→ WHAT TO WORK ON:
Return, unchanged, every line of the records below from the one containing "point_to(query) returns, for every instance of the white cloud" down to the one containing "pixel 531 209", with both of those lines included.

→ DATA FOR THIS EXERCISE:
━━━━━━━━
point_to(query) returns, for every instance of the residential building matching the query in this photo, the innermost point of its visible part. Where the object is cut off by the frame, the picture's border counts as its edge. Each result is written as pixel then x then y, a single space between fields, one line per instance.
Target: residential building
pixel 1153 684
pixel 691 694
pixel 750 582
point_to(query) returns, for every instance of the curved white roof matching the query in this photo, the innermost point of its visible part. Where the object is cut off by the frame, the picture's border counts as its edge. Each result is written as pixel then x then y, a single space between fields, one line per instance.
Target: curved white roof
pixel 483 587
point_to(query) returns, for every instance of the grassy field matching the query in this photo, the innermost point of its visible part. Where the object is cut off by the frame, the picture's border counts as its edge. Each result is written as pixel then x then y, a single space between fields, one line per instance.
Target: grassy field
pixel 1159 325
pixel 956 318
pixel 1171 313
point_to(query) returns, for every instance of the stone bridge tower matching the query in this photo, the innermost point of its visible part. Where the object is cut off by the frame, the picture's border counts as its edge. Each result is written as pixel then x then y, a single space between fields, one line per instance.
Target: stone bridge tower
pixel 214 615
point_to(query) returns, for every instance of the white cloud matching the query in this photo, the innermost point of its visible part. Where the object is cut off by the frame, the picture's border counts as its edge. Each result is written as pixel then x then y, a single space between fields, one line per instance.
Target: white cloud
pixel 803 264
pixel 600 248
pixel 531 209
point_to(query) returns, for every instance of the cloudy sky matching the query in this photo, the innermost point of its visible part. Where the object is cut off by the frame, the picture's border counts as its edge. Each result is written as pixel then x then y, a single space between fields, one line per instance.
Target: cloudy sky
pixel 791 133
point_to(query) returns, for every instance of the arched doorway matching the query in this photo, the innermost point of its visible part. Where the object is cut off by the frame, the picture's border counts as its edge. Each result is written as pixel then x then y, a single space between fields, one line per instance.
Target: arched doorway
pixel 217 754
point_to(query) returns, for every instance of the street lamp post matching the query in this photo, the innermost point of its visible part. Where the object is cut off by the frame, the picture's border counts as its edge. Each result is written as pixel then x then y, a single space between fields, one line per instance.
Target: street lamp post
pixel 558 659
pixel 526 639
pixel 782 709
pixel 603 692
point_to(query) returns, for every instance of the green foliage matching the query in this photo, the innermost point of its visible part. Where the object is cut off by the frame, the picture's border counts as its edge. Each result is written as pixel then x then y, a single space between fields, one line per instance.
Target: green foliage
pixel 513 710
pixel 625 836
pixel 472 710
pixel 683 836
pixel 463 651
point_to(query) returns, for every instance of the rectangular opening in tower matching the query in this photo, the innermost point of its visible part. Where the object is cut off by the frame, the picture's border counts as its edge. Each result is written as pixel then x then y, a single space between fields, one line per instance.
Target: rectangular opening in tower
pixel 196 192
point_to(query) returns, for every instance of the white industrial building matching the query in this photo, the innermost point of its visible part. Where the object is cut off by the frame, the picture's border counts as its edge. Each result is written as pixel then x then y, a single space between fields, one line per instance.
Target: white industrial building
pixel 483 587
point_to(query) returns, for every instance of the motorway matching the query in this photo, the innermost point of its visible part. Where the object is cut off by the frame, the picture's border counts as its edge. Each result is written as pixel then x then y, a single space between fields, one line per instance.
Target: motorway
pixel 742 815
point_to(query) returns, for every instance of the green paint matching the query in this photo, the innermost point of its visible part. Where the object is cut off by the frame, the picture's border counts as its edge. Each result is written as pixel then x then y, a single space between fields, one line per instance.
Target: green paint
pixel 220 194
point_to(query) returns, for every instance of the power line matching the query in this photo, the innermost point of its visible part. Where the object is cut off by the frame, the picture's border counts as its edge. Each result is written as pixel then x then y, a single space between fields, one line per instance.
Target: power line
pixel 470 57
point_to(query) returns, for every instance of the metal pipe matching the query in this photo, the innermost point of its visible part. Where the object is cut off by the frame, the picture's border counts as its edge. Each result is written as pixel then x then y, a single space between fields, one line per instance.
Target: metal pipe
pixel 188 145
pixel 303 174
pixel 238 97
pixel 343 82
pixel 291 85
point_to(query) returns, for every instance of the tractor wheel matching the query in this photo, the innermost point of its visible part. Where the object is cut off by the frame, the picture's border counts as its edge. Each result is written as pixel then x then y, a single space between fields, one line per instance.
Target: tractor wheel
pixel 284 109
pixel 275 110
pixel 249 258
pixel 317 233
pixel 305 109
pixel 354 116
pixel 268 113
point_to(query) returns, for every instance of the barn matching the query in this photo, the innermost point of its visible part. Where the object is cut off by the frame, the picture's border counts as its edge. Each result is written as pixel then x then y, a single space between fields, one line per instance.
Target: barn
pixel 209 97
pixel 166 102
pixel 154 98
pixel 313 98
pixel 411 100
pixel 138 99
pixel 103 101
━━━━━━━━
→ TASK RESULT:
point_to(query) returns, for every instance of the white cloud matching the query in this photo, the innermost point of its visible part. Where the object is cut off by the frame, the picture's border counts as its edge. Each result is written as pixel then x then y, a single space between fields, one line per instance.
Target: white cloud
pixel 803 264
pixel 600 248
pixel 531 209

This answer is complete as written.